**Your instructions:**
Reproduce the rows below word for word, starting with the first row and ending after the row that contains "top-left (178, 106), bottom-right (201, 132)".

------------

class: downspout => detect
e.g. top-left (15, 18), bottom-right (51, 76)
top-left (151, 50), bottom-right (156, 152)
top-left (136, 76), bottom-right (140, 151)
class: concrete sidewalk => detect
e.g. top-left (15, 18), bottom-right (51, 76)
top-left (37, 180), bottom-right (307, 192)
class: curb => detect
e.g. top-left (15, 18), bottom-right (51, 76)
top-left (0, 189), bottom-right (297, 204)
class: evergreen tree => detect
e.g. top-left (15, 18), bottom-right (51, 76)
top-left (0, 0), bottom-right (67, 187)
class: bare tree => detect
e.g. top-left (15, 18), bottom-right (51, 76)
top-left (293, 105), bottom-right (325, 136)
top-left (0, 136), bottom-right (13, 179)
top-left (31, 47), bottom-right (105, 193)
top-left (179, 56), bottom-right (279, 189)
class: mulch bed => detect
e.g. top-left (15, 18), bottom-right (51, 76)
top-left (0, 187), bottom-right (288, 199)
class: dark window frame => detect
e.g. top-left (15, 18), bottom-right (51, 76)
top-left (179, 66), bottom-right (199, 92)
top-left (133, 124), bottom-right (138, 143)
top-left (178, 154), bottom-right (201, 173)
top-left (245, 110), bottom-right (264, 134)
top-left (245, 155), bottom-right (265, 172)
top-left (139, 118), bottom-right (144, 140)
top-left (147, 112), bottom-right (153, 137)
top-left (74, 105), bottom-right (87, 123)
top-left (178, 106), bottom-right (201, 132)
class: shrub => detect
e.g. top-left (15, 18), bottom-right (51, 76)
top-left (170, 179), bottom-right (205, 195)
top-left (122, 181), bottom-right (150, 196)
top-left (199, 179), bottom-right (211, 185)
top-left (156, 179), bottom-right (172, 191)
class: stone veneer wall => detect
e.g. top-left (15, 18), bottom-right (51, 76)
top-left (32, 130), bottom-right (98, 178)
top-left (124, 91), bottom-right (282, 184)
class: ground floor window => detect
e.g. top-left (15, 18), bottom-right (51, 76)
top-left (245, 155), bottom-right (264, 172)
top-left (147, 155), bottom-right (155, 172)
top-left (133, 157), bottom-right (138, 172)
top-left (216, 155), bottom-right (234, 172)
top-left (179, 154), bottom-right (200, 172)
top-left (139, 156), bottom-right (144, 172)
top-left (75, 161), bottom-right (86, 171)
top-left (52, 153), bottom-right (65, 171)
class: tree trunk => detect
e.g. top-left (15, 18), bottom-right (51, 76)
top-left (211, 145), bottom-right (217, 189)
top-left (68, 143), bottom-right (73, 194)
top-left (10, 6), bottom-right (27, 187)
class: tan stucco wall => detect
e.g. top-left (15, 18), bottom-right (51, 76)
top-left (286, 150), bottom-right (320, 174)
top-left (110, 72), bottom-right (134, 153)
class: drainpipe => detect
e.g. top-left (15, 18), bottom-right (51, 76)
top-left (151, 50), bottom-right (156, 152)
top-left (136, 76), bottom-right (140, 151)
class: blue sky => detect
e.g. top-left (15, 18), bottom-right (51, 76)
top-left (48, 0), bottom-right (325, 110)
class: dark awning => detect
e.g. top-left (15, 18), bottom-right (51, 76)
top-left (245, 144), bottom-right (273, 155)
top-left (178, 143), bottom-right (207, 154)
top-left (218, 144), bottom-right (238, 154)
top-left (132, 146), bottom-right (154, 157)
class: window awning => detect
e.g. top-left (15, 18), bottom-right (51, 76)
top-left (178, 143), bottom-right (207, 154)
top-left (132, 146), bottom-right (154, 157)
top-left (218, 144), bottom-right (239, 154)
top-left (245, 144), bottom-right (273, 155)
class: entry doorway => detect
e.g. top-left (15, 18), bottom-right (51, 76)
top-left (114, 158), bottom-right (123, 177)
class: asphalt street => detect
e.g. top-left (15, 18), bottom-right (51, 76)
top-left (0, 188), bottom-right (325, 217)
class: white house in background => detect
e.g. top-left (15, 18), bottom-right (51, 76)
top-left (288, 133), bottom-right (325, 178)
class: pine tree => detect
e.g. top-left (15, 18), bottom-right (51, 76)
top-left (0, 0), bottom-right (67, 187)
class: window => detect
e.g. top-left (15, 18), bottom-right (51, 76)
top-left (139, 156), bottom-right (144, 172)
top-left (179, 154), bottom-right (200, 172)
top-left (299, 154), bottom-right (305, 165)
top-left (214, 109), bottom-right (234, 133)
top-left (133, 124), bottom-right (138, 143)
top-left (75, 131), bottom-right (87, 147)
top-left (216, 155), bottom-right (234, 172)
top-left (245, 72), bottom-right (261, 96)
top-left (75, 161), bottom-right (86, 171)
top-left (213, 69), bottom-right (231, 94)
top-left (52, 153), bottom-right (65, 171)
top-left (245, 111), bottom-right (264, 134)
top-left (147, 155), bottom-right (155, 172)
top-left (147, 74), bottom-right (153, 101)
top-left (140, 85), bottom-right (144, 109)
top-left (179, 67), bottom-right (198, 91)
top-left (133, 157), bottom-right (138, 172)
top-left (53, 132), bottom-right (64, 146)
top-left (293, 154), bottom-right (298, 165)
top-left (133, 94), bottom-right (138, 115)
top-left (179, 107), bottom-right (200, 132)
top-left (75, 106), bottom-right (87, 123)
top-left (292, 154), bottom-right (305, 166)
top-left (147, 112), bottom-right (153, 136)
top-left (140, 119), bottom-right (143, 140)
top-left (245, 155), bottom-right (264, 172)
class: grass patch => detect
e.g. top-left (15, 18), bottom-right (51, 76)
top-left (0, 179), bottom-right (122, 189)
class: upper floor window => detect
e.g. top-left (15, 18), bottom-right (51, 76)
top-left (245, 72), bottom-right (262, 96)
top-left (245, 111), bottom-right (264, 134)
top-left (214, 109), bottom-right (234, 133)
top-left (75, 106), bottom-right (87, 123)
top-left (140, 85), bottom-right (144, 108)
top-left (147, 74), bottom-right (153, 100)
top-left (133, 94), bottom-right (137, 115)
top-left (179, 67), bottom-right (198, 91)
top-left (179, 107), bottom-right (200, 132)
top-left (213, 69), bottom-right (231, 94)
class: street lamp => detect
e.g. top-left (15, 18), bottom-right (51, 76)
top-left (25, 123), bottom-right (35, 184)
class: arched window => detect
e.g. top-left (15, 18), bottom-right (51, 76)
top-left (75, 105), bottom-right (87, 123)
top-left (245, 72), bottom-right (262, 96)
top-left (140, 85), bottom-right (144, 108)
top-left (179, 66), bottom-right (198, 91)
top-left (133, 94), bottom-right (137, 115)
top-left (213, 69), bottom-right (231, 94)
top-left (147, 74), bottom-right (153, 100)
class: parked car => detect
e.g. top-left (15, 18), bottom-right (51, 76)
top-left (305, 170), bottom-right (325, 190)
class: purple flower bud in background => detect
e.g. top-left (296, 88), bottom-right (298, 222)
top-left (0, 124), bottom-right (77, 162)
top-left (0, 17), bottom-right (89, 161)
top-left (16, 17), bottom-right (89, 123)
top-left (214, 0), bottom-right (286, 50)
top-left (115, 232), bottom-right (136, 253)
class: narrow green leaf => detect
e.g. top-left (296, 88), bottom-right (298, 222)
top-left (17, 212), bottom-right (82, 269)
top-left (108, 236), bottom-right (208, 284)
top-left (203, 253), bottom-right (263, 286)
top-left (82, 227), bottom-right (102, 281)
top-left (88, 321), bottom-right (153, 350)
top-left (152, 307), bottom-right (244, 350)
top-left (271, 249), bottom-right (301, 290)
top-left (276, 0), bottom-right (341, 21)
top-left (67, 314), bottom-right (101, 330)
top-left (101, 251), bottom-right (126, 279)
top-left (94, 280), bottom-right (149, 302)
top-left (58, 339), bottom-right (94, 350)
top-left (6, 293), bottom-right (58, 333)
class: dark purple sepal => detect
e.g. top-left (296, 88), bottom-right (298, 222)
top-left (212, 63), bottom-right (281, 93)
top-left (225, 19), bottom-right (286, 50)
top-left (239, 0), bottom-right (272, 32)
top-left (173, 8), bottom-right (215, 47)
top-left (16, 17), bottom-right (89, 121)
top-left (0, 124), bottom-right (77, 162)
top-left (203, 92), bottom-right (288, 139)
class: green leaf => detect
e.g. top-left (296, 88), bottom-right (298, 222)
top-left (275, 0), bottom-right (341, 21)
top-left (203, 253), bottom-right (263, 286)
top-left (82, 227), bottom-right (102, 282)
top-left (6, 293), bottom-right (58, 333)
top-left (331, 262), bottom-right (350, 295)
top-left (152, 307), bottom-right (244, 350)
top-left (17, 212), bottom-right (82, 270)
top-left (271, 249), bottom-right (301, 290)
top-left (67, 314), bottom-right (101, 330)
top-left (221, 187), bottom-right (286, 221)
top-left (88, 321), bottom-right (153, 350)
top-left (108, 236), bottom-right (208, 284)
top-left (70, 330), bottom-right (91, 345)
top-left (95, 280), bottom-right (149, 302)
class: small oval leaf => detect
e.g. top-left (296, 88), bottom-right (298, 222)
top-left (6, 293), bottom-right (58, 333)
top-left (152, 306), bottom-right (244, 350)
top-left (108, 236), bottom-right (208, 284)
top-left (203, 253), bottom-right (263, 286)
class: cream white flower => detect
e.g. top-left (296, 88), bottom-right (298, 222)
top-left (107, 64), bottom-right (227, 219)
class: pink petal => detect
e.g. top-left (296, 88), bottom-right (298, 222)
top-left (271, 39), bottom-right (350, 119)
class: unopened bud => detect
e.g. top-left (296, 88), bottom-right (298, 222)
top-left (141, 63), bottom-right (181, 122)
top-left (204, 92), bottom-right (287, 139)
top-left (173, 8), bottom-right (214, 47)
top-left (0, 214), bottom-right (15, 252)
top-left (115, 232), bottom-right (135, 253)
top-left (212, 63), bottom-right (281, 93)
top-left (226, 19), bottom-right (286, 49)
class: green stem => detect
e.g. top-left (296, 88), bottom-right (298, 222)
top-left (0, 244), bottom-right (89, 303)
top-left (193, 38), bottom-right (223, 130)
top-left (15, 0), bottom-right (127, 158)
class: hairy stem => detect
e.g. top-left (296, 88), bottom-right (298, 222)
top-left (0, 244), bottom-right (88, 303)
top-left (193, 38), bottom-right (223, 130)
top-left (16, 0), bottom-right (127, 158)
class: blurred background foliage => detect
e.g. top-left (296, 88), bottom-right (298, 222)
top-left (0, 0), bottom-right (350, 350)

------------

**Exercise response:**
class: downspout => detect
e.g. top-left (15, 18), bottom-right (51, 76)
top-left (151, 50), bottom-right (156, 152)
top-left (136, 76), bottom-right (140, 151)
class: concrete sidewalk => detect
e.g. top-left (15, 18), bottom-right (51, 76)
top-left (37, 180), bottom-right (307, 192)
class: curb => detect
e.g. top-left (15, 18), bottom-right (51, 76)
top-left (0, 189), bottom-right (297, 204)
class: evergreen tree => detect
e.g. top-left (15, 18), bottom-right (51, 76)
top-left (0, 0), bottom-right (67, 187)
class: bare tree => detect
e.g. top-left (15, 18), bottom-right (51, 76)
top-left (293, 105), bottom-right (325, 136)
top-left (0, 136), bottom-right (13, 179)
top-left (31, 47), bottom-right (105, 193)
top-left (179, 56), bottom-right (279, 189)
class: mulch bed => detect
e.g. top-left (15, 18), bottom-right (51, 76)
top-left (0, 187), bottom-right (288, 199)
class: dark window frame => detect
e.g. top-left (15, 18), bottom-right (51, 76)
top-left (179, 66), bottom-right (199, 92)
top-left (133, 124), bottom-right (138, 143)
top-left (178, 154), bottom-right (201, 173)
top-left (245, 110), bottom-right (264, 134)
top-left (245, 155), bottom-right (265, 172)
top-left (139, 118), bottom-right (144, 140)
top-left (147, 112), bottom-right (153, 137)
top-left (74, 105), bottom-right (87, 123)
top-left (178, 106), bottom-right (201, 132)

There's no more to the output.